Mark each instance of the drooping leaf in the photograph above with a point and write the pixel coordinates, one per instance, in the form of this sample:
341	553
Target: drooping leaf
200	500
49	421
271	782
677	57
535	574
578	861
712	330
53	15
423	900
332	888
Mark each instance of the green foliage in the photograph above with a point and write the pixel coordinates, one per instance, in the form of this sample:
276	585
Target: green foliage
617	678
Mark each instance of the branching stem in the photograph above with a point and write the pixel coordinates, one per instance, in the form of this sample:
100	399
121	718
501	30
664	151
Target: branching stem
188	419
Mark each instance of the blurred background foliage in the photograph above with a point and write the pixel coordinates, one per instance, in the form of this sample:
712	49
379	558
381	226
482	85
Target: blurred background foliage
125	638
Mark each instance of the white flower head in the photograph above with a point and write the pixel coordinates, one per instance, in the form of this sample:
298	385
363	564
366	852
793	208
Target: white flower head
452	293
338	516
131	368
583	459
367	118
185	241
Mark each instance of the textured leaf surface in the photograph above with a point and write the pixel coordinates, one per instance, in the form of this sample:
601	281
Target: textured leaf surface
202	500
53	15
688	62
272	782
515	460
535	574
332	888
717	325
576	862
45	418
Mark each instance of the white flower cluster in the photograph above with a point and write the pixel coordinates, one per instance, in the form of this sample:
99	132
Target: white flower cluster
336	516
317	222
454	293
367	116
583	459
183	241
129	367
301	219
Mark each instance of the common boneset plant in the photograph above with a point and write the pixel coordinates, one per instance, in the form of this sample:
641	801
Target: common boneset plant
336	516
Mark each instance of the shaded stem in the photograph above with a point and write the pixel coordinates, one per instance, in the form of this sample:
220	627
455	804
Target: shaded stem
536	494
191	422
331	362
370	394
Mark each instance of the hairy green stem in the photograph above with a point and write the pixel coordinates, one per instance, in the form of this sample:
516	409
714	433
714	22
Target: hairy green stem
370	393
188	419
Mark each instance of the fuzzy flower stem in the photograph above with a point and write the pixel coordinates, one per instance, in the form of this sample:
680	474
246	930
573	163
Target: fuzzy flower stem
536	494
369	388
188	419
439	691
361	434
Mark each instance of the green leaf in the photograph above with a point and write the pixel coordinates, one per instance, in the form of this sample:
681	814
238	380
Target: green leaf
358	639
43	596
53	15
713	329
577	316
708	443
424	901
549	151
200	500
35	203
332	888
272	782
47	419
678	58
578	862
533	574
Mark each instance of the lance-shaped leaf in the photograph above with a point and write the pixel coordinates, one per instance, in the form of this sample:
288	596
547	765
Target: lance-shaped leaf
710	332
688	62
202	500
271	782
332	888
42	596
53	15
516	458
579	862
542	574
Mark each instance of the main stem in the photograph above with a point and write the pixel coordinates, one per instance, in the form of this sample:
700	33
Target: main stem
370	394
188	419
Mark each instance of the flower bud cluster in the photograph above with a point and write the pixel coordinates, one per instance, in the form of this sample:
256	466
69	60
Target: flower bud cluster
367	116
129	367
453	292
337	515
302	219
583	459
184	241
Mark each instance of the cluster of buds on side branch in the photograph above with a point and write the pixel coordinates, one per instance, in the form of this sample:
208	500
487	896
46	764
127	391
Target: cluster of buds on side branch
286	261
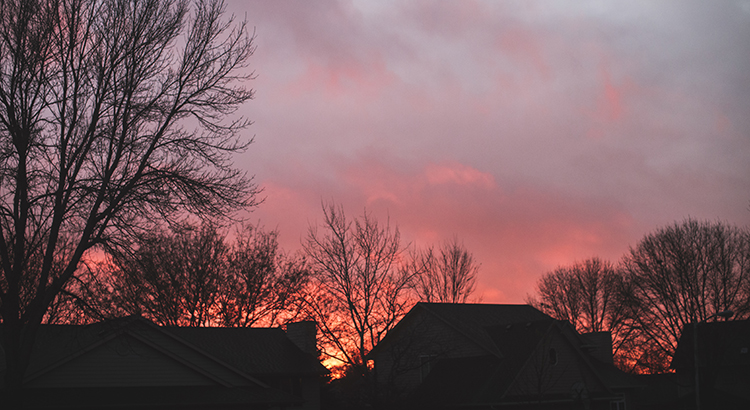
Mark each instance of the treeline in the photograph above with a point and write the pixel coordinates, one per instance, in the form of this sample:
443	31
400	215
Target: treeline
680	274
354	276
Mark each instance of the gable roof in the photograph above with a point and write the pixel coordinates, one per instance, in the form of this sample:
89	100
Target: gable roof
234	352
469	319
484	379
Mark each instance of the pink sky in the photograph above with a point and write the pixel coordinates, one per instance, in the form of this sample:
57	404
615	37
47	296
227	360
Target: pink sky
538	132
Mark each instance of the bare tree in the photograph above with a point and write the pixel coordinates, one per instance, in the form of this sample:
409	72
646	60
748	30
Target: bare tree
174	279
360	291
190	276
447	275
91	95
263	285
593	296
681	274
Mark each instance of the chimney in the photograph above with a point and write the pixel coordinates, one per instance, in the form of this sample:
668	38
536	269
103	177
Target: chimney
304	334
599	345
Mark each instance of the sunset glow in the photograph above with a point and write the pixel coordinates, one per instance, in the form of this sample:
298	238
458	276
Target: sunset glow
539	133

What you have to do — Output the line containing "Mark each instance of the bare" and all lines after it to the end of the records, exactly as given.

Output below —
Mark each instance of the bare tree in the photograph above with a point and write the pixel coordinates, one per instance, in the form of this sample:
409	72
646	60
748	30
Target: bare tree
174	279
360	291
190	276
447	275
91	95
263	285
593	296
681	274
Mark each instance of the chimney in the photograph above with a point and write the pixel coordinates, one per instance, in the form of this sample:
668	38
536	269
103	177
Target: chimney
304	334
599	345
Mark each instance of the sunset glow in the photograph above with a point and write the pixel coordinates, one per instance, in the form of this sample:
298	238
458	276
Target: sunset glow
539	133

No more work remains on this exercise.